* _Preguntas de estudio_
• 1. En el texto sobre el temporal en Barcelona, ¿cuántos litros por metro cuadrado cayeron ayer?
• 2. Continúa el texto sobre el temporal en Barcelona a partir de su última frase.

* _Texto de la página_
Una de las hermosas moreras que bordean la entrada del parque, en la plaza Boston, aparece tumbada, sus amplias hojas oscuras son como los faldones de una reina súbitamente muerta. A media mañana ya la han aserrado. Le pregunto al portero de la finca adyacente y suelta una risita sarcástica. No la tumbó la lluvia, sino un camión que maniobraba sobre la acera conducido por un chapuzas. “¿Y qué hacía encima de la acera ese animal? ¿Y por qué no lo denuncian?”, le pregunto a punto de amostazarme. “Es que era del ayuntamiento. De Parques y Jardines”. A la morera la ha matado su jardinero. Violencia de género.

Cada año es lo mismo. El verano rabioso alarga su mano de fuego hasta septiembre. Antes, durante o después del Once de Septiembre, día de la orgía nacionalista catalana, se juntan las bajas presiones del atlántico y la borrasca de levante en una espiral casi perfecta. Cada año caen entre cien y doscientos litros en un solo día sobre una Barcelona amojamada, agria, leprosa, envenenada, mugrienta, en la que no ha asomado una gota de agua durante seis meses. La repetición le da un carácter de verdad incontrovertible, de necesidad fatídica al desastre. Es un momento magnífico, de limpieza general. La ciudad sale del trance rejuvenecida y enérgica. Aunque, eso sí, maltrecha.

Ayer cayeron 178 litros por metro cuadrado. El Euromed, el tren que enlaza con Valencia, quedó muerto en la provincia de Tarragona. Doscientos pasajeros tardaron catorce horas en llegar a Barcelona; hicieron noche en medio de la nada. El aeropuerto, cerrado. El polígono químico de Tarragona arrojó al mar una mancha de hidrocarburo de 2 km. Las líneas de Renfe C-3, C-4 y C-7 quedaron sin servicio, lo que equivale a paralizar el tráfico de cercanías. La Nacional II también estuvo cortada. Se averiaron 70 semáforos. Era muy estimulante ver el cruce Balmes/General Mitre colapsado y con todo el personal dándole al claxon como en Estambul. Ni un guardia urbano. Dos líneas de metro se paralizaron durante horas: estaciones inundadas. Y así sucesivamente.

* _Entradas proporcionadas_
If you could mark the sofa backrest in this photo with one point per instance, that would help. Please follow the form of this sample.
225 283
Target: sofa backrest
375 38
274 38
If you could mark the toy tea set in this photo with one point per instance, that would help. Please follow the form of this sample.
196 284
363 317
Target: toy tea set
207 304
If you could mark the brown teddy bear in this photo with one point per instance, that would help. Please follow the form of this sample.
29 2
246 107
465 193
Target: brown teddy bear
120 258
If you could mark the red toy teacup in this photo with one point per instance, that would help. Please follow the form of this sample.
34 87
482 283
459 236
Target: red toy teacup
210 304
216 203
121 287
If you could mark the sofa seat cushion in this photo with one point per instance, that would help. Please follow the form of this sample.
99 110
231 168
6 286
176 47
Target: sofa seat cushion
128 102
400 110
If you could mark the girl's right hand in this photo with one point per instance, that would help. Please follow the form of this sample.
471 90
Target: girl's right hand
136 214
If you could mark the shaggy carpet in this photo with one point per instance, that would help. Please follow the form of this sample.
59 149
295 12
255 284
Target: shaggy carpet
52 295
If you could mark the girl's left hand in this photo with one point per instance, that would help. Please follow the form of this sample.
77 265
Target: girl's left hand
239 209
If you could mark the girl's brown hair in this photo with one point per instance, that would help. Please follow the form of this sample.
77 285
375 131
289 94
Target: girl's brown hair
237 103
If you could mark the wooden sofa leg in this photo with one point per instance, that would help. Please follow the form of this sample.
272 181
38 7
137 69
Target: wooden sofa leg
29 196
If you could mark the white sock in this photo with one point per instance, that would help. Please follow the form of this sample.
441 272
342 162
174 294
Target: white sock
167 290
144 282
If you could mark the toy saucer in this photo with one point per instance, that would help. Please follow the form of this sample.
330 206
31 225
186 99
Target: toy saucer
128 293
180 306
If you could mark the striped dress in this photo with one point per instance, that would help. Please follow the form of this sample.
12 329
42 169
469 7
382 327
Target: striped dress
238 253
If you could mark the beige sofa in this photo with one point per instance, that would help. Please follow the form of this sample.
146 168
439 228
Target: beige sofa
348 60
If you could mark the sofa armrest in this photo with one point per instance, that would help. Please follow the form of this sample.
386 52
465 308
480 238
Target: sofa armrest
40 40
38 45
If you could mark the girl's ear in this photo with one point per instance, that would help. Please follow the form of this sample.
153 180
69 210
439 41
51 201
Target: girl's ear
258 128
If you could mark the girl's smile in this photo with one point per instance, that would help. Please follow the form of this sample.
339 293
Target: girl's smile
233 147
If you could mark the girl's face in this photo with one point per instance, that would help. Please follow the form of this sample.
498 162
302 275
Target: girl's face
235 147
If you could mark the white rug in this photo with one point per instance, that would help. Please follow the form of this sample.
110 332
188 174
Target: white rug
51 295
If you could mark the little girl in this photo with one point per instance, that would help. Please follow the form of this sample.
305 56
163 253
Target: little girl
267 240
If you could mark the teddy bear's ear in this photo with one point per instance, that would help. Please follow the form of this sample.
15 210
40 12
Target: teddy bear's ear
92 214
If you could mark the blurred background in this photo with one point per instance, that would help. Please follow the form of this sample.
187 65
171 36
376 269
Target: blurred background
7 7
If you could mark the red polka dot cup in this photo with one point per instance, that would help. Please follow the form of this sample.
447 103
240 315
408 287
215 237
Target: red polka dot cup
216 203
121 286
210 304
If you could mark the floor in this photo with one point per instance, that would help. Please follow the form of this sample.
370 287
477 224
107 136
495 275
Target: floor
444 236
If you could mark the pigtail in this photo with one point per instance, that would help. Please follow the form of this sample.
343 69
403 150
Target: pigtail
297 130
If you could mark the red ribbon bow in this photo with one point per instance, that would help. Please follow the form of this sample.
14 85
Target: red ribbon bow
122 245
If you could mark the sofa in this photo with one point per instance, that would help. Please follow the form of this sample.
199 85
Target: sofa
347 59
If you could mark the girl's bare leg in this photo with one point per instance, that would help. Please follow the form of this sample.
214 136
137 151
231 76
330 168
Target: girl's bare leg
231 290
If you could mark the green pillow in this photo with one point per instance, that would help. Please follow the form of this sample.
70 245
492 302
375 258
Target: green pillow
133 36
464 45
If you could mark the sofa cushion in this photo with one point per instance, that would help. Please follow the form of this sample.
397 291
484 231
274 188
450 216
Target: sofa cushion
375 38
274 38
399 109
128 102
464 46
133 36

* _Resultados esperados_
• 1. 178 litros por metro cuadrado.

• 2.
Todo lo cual puede dar la sensación de una catástrofe colosal, y lo sería en cualquier lugar del mundo, pero no en Barcelona. Como dice el ayuntamiento, Barcelona es “la millor botiga del mon” y se queda tan ancho, estas minucias carecen de importancia. Sobre todo si tenemos en cuenta que se repiten cada año con marcada puntualidad y que por lo tanto son algo inevitable. Por eso el alcalde de Barcelona va a encargarse del Ministerio más estratégico del gobierno. Su eficacia, su capacitación, han quedado demostradas a lo largo de un montón de años. De repetición en repetición sin que jamás pasara nada.

Pensando en estas cosas, en el regreso de lo idéntico, en la irresponsabilidad de los jefes, en la arrogancia de los majaderos, en el maravilloso final del verano (esa estación inútil), y releyendo los poemas de Larkin elegidos por el distinguido público (no hubo ni una coincidencia: son doce poemas distintos), pensé si el más indicado no sería Church Going, incluido en el libro de 1955 The Less Deceived, un poema sobre visitas culturales, sobre iglesias, sobre la trivialidad de las visitas culturales a las iglesias, sobre la trivialidad de las iglesias, y sin embargo también sobre la necesidad ineludible de visitar iglesias para seguir creyéndonos gente seria, visitas repetidas una y otra vez con iguales resultados. Versos otoñales sobre la repetición.

Es un poema de una lucidez considerable sobre los hábitos de la gente ilustrada, sobre las excusas para matar el tiempo que nos damos incansablemente. Aunque la música es de Shakespeare, quizás sea una locura producida por la lluvia, pero me da a mí la impresión de que el poema podría haberlo escrito Antonio Machado en su última etapa, cuando narraba jornadas lluviosas y reguladas por el suave tic-tac de la extinción. Si sus padres hubieran regentado un negocio de corbatas en Birmingham, naturalmente.

Había una bonita edición de este libro, traducido por Álvaro García, en La Veleta (Granada), pero data de hace quince años y no sé si se encuentra en librería. De modo que ahí va el original.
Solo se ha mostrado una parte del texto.